*** Opening of EXTRACTED INFORMATION ***
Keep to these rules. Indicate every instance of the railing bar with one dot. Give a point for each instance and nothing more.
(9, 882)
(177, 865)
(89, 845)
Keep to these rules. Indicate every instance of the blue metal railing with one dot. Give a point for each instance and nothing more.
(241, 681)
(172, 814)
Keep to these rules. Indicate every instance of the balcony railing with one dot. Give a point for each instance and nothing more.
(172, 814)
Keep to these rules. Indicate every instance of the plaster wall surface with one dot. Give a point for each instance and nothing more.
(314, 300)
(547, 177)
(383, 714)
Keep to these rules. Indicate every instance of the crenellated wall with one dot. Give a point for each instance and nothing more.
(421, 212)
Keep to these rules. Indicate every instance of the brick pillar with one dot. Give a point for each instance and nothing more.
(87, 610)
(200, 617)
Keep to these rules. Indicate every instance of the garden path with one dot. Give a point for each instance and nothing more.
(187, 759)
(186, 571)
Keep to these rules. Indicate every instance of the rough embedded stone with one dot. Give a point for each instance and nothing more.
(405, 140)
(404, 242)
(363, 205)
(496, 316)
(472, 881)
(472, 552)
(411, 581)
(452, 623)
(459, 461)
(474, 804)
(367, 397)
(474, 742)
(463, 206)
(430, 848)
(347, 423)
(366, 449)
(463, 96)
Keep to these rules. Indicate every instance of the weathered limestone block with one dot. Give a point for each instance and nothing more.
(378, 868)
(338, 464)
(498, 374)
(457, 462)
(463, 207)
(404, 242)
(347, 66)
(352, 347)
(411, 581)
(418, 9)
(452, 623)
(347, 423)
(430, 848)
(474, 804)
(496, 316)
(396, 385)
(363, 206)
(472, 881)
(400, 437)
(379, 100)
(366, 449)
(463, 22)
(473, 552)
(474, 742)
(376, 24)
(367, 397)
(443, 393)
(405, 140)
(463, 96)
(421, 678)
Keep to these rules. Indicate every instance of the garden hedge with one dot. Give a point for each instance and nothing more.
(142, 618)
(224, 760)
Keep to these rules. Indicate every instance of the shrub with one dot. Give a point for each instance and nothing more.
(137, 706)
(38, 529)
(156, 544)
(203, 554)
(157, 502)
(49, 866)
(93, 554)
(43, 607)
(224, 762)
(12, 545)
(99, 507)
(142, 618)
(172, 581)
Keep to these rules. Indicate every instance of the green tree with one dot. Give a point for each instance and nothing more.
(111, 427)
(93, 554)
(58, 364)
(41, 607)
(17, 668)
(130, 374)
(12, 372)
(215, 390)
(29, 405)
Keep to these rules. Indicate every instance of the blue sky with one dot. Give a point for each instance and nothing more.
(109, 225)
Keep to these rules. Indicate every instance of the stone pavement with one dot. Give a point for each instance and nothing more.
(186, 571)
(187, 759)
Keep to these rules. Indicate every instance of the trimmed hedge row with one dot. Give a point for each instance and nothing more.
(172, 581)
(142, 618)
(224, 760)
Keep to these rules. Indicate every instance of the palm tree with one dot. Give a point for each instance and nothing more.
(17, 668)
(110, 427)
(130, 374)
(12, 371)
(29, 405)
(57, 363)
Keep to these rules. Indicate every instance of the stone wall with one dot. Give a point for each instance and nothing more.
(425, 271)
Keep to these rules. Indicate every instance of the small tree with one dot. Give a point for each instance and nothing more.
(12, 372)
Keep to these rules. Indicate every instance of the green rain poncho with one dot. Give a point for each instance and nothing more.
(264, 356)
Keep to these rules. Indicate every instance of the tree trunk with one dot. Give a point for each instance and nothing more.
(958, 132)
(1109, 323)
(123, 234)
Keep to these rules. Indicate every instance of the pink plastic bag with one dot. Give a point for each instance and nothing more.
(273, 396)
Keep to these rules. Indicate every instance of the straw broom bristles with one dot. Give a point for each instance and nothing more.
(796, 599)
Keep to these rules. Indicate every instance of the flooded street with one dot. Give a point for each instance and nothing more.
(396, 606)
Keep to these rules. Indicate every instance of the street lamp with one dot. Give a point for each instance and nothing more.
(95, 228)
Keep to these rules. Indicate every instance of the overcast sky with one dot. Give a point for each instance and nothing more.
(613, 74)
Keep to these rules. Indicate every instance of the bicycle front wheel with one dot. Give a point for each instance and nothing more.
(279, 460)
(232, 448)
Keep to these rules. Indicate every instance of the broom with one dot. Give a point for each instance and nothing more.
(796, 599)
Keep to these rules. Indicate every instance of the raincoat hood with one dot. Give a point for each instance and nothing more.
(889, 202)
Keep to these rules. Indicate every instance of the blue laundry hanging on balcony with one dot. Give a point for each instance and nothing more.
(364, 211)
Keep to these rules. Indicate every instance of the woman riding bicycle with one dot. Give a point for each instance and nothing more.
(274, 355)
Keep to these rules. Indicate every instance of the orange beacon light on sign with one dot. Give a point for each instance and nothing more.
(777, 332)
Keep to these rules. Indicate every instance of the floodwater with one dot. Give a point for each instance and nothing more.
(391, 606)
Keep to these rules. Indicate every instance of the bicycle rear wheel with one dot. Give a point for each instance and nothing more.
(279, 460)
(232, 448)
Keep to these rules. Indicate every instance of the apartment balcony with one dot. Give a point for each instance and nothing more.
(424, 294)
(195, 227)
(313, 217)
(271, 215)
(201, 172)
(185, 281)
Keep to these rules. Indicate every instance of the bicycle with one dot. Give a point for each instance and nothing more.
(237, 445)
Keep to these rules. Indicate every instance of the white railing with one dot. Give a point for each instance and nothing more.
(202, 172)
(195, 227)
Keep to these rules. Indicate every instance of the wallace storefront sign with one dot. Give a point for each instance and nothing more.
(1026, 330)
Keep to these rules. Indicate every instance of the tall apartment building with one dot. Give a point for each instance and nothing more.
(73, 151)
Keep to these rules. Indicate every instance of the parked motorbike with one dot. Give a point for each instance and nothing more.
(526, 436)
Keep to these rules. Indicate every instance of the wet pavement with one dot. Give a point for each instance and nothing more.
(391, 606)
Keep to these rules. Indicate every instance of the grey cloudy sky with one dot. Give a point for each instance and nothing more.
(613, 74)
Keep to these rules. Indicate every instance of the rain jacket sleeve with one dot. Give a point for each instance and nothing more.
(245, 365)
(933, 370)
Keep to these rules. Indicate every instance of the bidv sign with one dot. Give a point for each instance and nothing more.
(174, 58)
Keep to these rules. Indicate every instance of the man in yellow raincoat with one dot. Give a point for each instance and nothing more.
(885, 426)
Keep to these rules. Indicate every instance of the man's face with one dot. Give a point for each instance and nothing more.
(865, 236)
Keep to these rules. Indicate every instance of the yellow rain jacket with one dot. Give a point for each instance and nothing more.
*** Close of EXTRACTED INFORMATION ***
REQUIRED WORK
Each record above should be repeated exactly.

WORKED SOLUTION
Keep to these rules. Indicate every instance of the railing bar with one dot. Give a point for each instance and nothing more.
(9, 882)
(177, 865)
(89, 845)
Keep to these rules. Indicate every instance of the blue metal railing with one dot. Give a point for each instance and nothing more.
(241, 681)
(172, 814)
Keep to these rules. Indicate every instance of the balcony railing with one dot. Give a point for each instance and nothing more.
(172, 814)
Keep to these rules. Indicate every instance of the plaster wall surface with one dot. Give a point for each instance and nothing more.
(314, 300)
(547, 177)
(383, 714)
Keep to these rules. Indicate every instance of the crenellated wall with one dot. Give a point for each instance and nothing more.
(421, 212)
Keep to these rules. Indicate every instance of the brick pillar with one dot. Give a point for each instance and nothing more.
(87, 610)
(200, 617)
Keep to these rules. Indicate every instance of the garden path with one dot. Give a point for each instance and nothing more.
(187, 759)
(186, 571)
Keep to these rules. Indicate every instance of the rough embedded stone with one dot. Give a point for each instance and nothing more.
(405, 140)
(404, 242)
(363, 205)
(496, 316)
(472, 881)
(472, 552)
(411, 581)
(452, 623)
(459, 461)
(474, 804)
(367, 397)
(474, 742)
(463, 206)
(430, 848)
(347, 423)
(366, 449)
(463, 96)
Keep to these rules. Indicate every instance of the weathered limestone block with one dot. Give a point for each instance and nothing more.
(378, 868)
(338, 464)
(498, 374)
(457, 462)
(463, 207)
(404, 242)
(347, 66)
(352, 347)
(411, 581)
(418, 9)
(452, 623)
(347, 423)
(430, 848)
(474, 804)
(496, 316)
(396, 385)
(363, 206)
(472, 881)
(400, 437)
(379, 100)
(366, 449)
(463, 22)
(473, 552)
(474, 742)
(376, 24)
(367, 397)
(443, 393)
(405, 140)
(463, 96)
(421, 678)
Keep to these rules. Indicate every instance of the garden hedge with one dot. Give a point for each instance and nothing more.
(142, 618)
(224, 760)
Keep to these rules. Indicate every instance of the shrub with one dot. Give a point for each instance and nothing more.
(137, 706)
(38, 529)
(156, 544)
(203, 554)
(157, 502)
(49, 866)
(93, 554)
(43, 607)
(224, 762)
(12, 545)
(99, 507)
(142, 618)
(172, 581)
Keep to these rules. Indicate every instance of the green tree with one dot. Give a point for each instance and nothing more.
(111, 427)
(93, 554)
(58, 364)
(41, 607)
(17, 668)
(130, 374)
(12, 372)
(215, 390)
(29, 405)
Keep to these rules. Indicate every instance of the blue sky with one dot. Give a point for each instance and nothing more.
(109, 225)
Keep to these rules. Indicate every instance of the stone pavement with one dot. Give a point for each instance and nothing more.
(186, 571)
(187, 759)
Keep to these rules. Indicate every instance of the trimmed hedge row with one dot. Give a point for each instance and nothing more.
(172, 581)
(142, 618)
(224, 760)
Keep to these rules. Indicate every instance of the palm tree with one dot. Give a point for each instance and nothing more.
(17, 668)
(110, 427)
(130, 374)
(12, 371)
(29, 405)
(57, 363)
Keep to these rules. Indicate every instance of the stone wall with one dot. Give a point for each instance and nothing more.
(425, 271)
Keep to these rules. Indicate every instance of the small tree with one dot. Give a point for each instance and nothing more.
(12, 372)
Keep to these rules. Indicate every instance of the green rain poncho with one dot. Give a point for each instance and nothing more.
(264, 356)
Keep to these rules. Indicate every instance of the tree trunk with one dot. Give a point for each instance and nothing more.
(958, 132)
(1109, 323)
(123, 234)
Keep to these rules. Indicate every instance of the pink plastic bag with one dot. Give a point for each instance and nothing more.
(273, 396)
Keep to these rules. Indicate every instance of the straw broom bristles with one dot. Give a point for each instance and nothing more.
(796, 599)
Keep to these rules. Indicate every instance of the flooded street with one dot. Give a point for each instance and nothing more.
(396, 606)
Keep to these rules. Indicate every instance of the street lamp with one dot. Give a point for each instance and nothing more.
(95, 228)
Keep to these rules. Indicate every instance of the overcast sky with one dot. Give a point for each instance and nothing more.
(613, 74)
Keep to these rules. Indicate every instance of the bicycle front wheel with one dot. Give a point for each instance and nothing more.
(279, 460)
(232, 448)
Keep to these rules. Indicate every instance of the broom with one dot. Give a point for each instance and nothing more.
(796, 599)
Keep to these rules. Indicate every instance of the raincoat hood with one dot. Give a point for each instance and nothing more.
(889, 202)
Keep to these rules. Indicate every instance of the blue laundry hanging on balcony with one dot. Give a point for each instance and nothing more.
(364, 211)
Keep to these rules. Indicate every instance of the woman riding bicycle with one dot. Give a point for each instance and nothing more.
(274, 355)
Keep to these rules. Indicate every instance of the orange beacon light on sign with one dot. Give a point for each instance and nothing more.
(777, 332)
Keep to these rules. Indicate every instance of the floodwater with one dot. Give a point for each instance and nothing more.
(391, 606)
Keep to these rules. Indicate every instance of the bicycle rear wheel with one dot. Give a point for each instance and nothing more.
(279, 460)
(232, 448)
Keep to these rules. Indicate every instance of the apartment balcony with one dot. Give a point for each instance and nothing more.
(424, 294)
(195, 227)
(313, 217)
(271, 215)
(201, 172)
(185, 281)
Keep to these rules. Indicate every instance of the bicycle with one dot. Give a point for each instance and nothing more.
(237, 445)
Keep to these rules. Indicate every instance of the white railing with one dot. Give a point for each instance and nothing more.
(202, 172)
(195, 227)
Keep to these rules. Indicate every instance of the wallace storefront sign with one dot. Give a point for each instance and nothing more.
(1026, 330)
Keep to these rules. Indicate every instance of the tall apartment building with one dot. Give a point for each instance and nothing more.
(73, 151)
Keep to these rules. Indicate every instance of the parked motorbike with one dot. Give a point for each instance and nothing more.
(526, 436)
Keep to these rules. Indicate every instance of the wet pavement with one dot. Give a point for each instance and nothing more.
(391, 606)
Keep to these rules. Indicate every instance of the grey cloudy sky with one dot. Give a point for each instance and nothing more.
(613, 74)
Keep to these rules. Indicate every instance of the rain jacket sleeve with one dot. Give a point for each instance and nothing more.
(245, 365)
(933, 370)
Keep to these rules. Indicate every instance of the bidv sign with one dot. Give a point for each instance and nothing more.
(174, 58)
Keep to these rules. Indicate every instance of the man in yellow raincoat with one dot. Give a point for each instance and nothing more.
(885, 426)
Keep to these rules. Indicate every instance of the man's face with one dot. Give a point for each instance and nothing more.
(865, 236)
Keep to these rules. Indicate every instance of the yellow rain jacket with one dot. Give a point for each instance and nothing more.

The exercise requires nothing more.